## TRECHO DO TEXTO
-.-.-
A violência de nossos dias, a solidão da multidão aprisionada na selvageria das cidades, a concorrência de cada um, faz com que pareça estranha uma estória de amor, simples, terra, de dois adolescentes, os adultos que os rodeiam e um idoso ex-vigarista que decide ajudá-los. Tudo isso fotografada com máxima perfeição, valorizando ao máximo os exteriores rodados em Paris, Verona e Venezuela - e embalado por uma das mais belas trilhas sonoras dos últimos anos, composição do francês Georges Delerue (e que foi indicado ao Oscar por este trabalho).
-.-.-
## O QUE FAZER
Segundo o trecho do texto, quem compôs a trilha sonora citada?
-.-.-
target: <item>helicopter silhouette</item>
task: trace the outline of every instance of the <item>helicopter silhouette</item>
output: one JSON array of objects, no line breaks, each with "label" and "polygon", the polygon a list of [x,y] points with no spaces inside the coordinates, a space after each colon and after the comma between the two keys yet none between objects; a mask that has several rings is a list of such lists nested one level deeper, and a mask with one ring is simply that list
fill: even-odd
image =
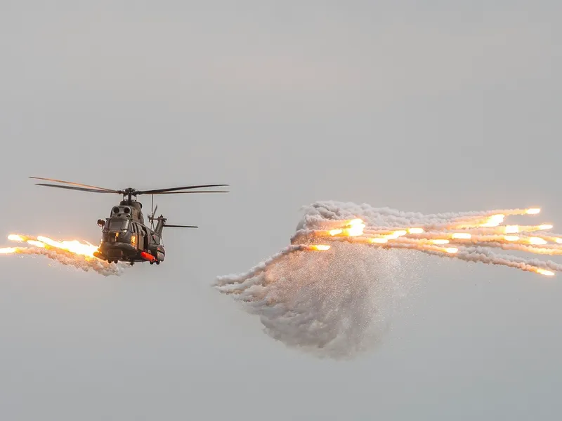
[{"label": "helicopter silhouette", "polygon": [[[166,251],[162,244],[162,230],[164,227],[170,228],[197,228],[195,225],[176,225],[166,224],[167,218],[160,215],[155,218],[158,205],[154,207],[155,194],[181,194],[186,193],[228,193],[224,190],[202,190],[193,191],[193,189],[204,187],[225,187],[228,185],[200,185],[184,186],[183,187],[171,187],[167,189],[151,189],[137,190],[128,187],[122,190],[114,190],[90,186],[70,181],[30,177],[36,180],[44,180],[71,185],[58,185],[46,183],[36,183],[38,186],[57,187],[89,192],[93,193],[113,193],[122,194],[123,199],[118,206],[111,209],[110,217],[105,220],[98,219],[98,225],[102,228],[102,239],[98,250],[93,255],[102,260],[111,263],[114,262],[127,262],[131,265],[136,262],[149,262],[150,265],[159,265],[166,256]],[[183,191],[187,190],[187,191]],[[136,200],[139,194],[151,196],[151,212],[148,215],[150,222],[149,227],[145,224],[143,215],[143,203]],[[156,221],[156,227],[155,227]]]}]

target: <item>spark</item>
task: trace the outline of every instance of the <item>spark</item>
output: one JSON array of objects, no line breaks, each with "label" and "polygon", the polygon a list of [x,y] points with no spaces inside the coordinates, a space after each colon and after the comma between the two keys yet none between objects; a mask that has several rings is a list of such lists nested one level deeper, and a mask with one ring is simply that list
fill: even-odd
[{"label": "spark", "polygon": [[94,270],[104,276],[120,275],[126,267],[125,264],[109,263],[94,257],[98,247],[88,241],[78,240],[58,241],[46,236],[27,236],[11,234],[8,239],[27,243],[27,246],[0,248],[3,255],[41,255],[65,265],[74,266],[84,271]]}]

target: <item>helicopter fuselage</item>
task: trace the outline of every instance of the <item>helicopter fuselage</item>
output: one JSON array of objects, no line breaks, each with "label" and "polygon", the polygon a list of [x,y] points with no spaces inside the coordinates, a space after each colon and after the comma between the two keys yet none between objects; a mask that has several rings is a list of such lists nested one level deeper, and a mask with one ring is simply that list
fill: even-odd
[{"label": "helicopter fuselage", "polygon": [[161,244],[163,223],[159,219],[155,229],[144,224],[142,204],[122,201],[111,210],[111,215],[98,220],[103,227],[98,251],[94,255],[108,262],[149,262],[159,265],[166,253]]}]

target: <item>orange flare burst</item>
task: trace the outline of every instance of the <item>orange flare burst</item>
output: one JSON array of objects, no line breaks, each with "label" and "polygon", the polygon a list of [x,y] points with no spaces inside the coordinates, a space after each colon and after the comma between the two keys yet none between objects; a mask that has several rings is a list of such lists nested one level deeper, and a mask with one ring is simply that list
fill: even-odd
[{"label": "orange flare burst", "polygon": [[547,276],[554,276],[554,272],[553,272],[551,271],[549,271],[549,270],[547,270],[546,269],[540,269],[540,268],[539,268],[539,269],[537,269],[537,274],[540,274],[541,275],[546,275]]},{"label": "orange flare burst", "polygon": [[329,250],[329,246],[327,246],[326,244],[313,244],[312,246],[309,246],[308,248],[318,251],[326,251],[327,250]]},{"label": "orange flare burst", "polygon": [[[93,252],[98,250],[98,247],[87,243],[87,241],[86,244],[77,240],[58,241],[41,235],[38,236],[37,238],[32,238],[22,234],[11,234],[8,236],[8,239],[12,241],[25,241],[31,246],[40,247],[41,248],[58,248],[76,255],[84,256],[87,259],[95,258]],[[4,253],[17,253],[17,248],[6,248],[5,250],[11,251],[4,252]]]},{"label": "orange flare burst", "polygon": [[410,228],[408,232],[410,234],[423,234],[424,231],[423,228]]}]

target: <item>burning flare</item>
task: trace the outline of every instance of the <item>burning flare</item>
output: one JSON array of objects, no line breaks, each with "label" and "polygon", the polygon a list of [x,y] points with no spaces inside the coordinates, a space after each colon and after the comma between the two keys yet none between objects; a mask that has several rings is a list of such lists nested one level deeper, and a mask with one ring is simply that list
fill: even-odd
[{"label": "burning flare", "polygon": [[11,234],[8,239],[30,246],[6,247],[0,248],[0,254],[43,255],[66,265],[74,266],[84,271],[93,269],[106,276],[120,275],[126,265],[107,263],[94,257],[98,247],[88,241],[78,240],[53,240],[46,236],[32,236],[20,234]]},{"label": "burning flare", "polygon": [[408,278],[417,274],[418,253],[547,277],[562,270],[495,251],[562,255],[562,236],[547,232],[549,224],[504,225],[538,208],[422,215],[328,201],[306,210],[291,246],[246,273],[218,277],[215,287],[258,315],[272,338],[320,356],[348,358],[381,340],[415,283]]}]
-.-.-
## RESPOSTA
O francês Georges Delerue.